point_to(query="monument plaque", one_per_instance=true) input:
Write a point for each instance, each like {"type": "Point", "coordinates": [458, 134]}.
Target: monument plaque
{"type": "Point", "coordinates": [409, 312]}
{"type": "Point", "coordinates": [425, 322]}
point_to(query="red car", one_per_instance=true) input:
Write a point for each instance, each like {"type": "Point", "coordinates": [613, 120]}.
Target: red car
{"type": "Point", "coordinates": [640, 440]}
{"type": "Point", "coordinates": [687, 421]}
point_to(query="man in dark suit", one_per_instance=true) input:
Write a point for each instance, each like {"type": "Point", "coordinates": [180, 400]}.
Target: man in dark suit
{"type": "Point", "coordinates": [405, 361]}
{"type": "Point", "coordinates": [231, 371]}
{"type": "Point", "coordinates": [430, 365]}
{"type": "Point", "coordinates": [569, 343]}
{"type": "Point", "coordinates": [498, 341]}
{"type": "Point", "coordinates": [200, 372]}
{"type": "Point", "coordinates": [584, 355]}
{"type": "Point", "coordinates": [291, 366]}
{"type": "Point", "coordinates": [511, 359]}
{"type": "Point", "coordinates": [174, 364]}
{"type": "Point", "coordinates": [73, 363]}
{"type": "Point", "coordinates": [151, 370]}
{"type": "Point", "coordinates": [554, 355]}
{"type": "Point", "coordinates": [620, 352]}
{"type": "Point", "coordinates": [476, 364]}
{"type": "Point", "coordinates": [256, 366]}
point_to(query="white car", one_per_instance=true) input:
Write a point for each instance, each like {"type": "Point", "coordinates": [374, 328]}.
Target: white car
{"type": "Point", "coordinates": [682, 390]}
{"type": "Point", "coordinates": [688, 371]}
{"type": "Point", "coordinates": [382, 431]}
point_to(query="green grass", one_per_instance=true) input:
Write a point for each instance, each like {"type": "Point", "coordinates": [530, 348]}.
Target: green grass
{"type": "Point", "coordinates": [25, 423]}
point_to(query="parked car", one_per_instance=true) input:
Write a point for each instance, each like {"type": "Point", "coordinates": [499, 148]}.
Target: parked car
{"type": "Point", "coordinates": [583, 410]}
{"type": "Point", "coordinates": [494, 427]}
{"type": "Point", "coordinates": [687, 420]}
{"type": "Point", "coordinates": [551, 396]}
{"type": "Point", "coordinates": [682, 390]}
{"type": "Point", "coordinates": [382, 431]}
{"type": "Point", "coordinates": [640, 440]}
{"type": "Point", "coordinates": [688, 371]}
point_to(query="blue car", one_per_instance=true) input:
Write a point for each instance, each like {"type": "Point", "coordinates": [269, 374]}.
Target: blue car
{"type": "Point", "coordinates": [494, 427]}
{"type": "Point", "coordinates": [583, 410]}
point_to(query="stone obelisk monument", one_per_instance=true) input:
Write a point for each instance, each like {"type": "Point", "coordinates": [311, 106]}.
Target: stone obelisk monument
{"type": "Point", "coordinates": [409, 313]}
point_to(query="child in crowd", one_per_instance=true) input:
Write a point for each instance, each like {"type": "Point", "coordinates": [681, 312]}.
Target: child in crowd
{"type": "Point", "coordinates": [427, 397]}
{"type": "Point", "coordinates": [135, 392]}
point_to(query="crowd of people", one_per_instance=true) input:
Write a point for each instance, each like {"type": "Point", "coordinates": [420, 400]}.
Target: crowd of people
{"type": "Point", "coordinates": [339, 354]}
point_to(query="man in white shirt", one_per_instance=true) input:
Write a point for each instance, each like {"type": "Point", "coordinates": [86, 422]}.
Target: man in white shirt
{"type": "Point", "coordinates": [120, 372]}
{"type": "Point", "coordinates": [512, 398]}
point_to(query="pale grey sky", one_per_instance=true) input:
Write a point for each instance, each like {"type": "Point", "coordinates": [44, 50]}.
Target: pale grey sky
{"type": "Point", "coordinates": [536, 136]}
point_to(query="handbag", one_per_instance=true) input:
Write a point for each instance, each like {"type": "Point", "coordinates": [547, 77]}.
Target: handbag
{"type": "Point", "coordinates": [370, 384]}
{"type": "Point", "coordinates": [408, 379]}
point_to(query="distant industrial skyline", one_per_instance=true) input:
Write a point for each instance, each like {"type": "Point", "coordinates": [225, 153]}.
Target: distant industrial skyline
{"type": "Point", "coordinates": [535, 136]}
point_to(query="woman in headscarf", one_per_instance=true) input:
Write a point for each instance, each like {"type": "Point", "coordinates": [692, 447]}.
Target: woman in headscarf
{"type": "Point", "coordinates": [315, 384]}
---*---
#### [PROBLEM TO WORK ON]
Repeat all of the material, exactly as it reads.

#### [SOLVED PROBLEM]
point_to(query="monument plaque", one_per_instance=true) input:
Write a point for each instance, each like {"type": "Point", "coordinates": [458, 134]}.
Target: monument plaque
{"type": "Point", "coordinates": [409, 312]}
{"type": "Point", "coordinates": [425, 322]}
point_to(query="red car", one_per_instance=true) input:
Write a point for each instance, each like {"type": "Point", "coordinates": [613, 120]}.
Target: red car
{"type": "Point", "coordinates": [640, 440]}
{"type": "Point", "coordinates": [687, 421]}
point_to(query="man in dark suit", one_per_instance=true) input:
Write a point for each instance, each like {"type": "Point", "coordinates": [180, 400]}.
Target: man in dark suit
{"type": "Point", "coordinates": [405, 361]}
{"type": "Point", "coordinates": [231, 371]}
{"type": "Point", "coordinates": [430, 365]}
{"type": "Point", "coordinates": [569, 343]}
{"type": "Point", "coordinates": [498, 341]}
{"type": "Point", "coordinates": [200, 372]}
{"type": "Point", "coordinates": [584, 355]}
{"type": "Point", "coordinates": [291, 366]}
{"type": "Point", "coordinates": [511, 359]}
{"type": "Point", "coordinates": [174, 364]}
{"type": "Point", "coordinates": [73, 363]}
{"type": "Point", "coordinates": [151, 370]}
{"type": "Point", "coordinates": [554, 355]}
{"type": "Point", "coordinates": [620, 352]}
{"type": "Point", "coordinates": [476, 364]}
{"type": "Point", "coordinates": [256, 366]}
point_to(query="white car", one_per_instance=true) input:
Write a point for each instance, each like {"type": "Point", "coordinates": [374, 328]}.
Target: white car
{"type": "Point", "coordinates": [682, 390]}
{"type": "Point", "coordinates": [688, 371]}
{"type": "Point", "coordinates": [382, 431]}
point_to(query="green grass", one_per_instance=true) input:
Write a point for each instance, each like {"type": "Point", "coordinates": [530, 348]}.
Target: green grass
{"type": "Point", "coordinates": [25, 423]}
point_to(query="parked car", one_per_instance=true) input:
Write a point for each instance, each like {"type": "Point", "coordinates": [499, 148]}.
Target: parked car
{"type": "Point", "coordinates": [583, 410]}
{"type": "Point", "coordinates": [494, 427]}
{"type": "Point", "coordinates": [687, 420]}
{"type": "Point", "coordinates": [551, 396]}
{"type": "Point", "coordinates": [682, 390]}
{"type": "Point", "coordinates": [382, 431]}
{"type": "Point", "coordinates": [640, 440]}
{"type": "Point", "coordinates": [688, 371]}
point_to(query="blue car", one_per_instance=true) input:
Write a point for each instance, each like {"type": "Point", "coordinates": [269, 374]}.
Target: blue car
{"type": "Point", "coordinates": [494, 427]}
{"type": "Point", "coordinates": [583, 410]}
point_to(query="stone obelisk monument", one_per_instance=true) input:
Write a point for each instance, each like {"type": "Point", "coordinates": [311, 106]}.
Target: stone obelisk monument
{"type": "Point", "coordinates": [409, 313]}
point_to(query="child in crowd", one_per_instance=true) input:
Write a point for each instance, each like {"type": "Point", "coordinates": [681, 312]}.
Target: child in crowd
{"type": "Point", "coordinates": [427, 397]}
{"type": "Point", "coordinates": [135, 392]}
point_to(query="crowd of people", one_per_instance=true) input:
Write a point for each instance, each like {"type": "Point", "coordinates": [420, 400]}.
Target: crowd of people
{"type": "Point", "coordinates": [339, 354]}
point_to(query="man in white shirt", one_per_instance=true) input:
Write a point for each instance, each like {"type": "Point", "coordinates": [86, 422]}.
Target: man in white shirt
{"type": "Point", "coordinates": [120, 372]}
{"type": "Point", "coordinates": [512, 398]}
point_to(query="pale grey sky", one_per_instance=true) input:
Write a point for each instance, each like {"type": "Point", "coordinates": [44, 50]}.
Target: pale grey sky
{"type": "Point", "coordinates": [536, 136]}
point_to(query="handbag", one_per_instance=true) input:
Write a point for each instance, each like {"type": "Point", "coordinates": [547, 77]}.
Target: handbag
{"type": "Point", "coordinates": [370, 384]}
{"type": "Point", "coordinates": [408, 379]}
point_to(query="distant industrial skyline", one_per_instance=true) input:
Write a point for each instance, each like {"type": "Point", "coordinates": [225, 153]}.
Target: distant industrial skyline
{"type": "Point", "coordinates": [535, 136]}
point_to(query="woman in headscarf", one_per_instance=true) input:
Write a point for each instance, each like {"type": "Point", "coordinates": [692, 447]}.
Target: woman in headscarf
{"type": "Point", "coordinates": [315, 384]}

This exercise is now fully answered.